*Exercise goal*:
These records are to be written out exactly as they read, minus the pictures.

[Referring expression pointing data]
------------------------------------------------------------------------

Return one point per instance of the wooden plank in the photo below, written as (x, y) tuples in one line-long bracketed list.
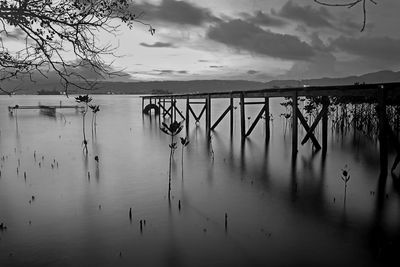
[(208, 116), (325, 103), (307, 128), (267, 118), (242, 117), (391, 89), (383, 146), (231, 117), (187, 115), (294, 125)]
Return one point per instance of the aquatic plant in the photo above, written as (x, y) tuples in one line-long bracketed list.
[(184, 143), (172, 130), (95, 109), (86, 100), (345, 176)]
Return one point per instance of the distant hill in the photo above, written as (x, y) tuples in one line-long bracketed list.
[(200, 86)]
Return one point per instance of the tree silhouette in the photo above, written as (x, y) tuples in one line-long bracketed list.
[(172, 130), (86, 100), (351, 4), (49, 30)]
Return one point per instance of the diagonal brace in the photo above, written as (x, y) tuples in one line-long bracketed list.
[(315, 124), (256, 121), (221, 117), (305, 125)]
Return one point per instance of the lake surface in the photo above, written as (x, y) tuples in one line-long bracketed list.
[(279, 212)]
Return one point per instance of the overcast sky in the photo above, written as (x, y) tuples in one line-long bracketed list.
[(259, 40)]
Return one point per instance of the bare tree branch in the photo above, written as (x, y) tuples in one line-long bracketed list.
[(50, 29)]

------------------------------------------------------------------------

*Answer to this problem*:
Return one point per instance of the wooden plank in the photo below, written as (x, y) tuples in one line-long bracketed list.
[(208, 116), (325, 103), (307, 128), (267, 118), (242, 117), (391, 89), (383, 146), (231, 117), (187, 115), (294, 125)]
Return one point per instance of the aquatic plant in the photo above, written as (x, y) tuples in one line-long bracketed list.
[(184, 143), (172, 130), (95, 109), (86, 100), (345, 176)]
Return one point per instance of the distant hill in the photo above, written as (x, y) tuples in one line-long bracketed list.
[(200, 86)]
Return one point per instance of the tree silhouette in the photo above, written as (x, y) tuples in one line-long bracketed list.
[(172, 130), (86, 100), (351, 4), (49, 30)]
Return one point per instance of the diagonal brace in the photo above, written as (x, y) tuples in one line-long bracketed list.
[(315, 124), (256, 121), (221, 117), (305, 125)]
Return one point per instance of the lake surface in the photo above, written as (x, y) tuples in one line-long bracketed list.
[(279, 212)]
Return one point per instance of the overcast sky in the photo above, written as (x, y) tuples in one line-long bracketed list.
[(259, 40)]
Return one point per instance of the bare tree branch in the photo above, written as (x, y) tuples in one line-long bracketed list.
[(50, 29)]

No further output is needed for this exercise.